Which lines of the data contain the string "trunk"? Copy every one.

══ Data supplied

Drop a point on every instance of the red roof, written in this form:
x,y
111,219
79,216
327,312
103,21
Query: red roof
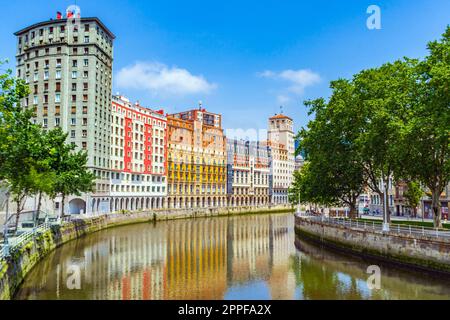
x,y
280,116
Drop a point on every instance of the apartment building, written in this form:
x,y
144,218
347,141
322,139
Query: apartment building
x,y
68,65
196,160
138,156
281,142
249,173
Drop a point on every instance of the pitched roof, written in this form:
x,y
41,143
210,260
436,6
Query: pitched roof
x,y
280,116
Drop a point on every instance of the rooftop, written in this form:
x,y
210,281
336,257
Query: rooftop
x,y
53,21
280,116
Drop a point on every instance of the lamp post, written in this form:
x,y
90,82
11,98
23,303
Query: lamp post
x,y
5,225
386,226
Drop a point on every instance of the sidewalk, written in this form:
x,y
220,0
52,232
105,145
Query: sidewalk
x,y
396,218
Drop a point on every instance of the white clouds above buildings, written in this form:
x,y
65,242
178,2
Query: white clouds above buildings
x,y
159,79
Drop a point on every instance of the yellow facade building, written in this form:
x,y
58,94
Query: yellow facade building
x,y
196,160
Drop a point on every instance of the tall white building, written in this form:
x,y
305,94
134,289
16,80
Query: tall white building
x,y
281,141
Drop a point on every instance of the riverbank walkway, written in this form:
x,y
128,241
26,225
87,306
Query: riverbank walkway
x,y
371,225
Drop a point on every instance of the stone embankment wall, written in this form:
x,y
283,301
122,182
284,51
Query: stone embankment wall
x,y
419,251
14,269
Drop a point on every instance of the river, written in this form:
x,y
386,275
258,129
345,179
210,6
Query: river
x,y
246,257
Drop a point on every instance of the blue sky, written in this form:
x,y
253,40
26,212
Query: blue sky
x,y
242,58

════
══ Data supplied

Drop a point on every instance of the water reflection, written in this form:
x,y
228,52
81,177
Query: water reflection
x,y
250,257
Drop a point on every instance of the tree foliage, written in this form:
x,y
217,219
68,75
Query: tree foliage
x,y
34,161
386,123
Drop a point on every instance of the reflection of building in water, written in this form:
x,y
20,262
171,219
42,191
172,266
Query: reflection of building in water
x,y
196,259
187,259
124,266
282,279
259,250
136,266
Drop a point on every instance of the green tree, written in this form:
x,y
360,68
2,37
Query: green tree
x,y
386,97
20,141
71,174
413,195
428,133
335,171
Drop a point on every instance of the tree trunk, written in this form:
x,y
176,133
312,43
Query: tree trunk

════

**Solution for this problem:**
Drop a point on every instance of the tree trunk, written in this form:
Query: tree trunk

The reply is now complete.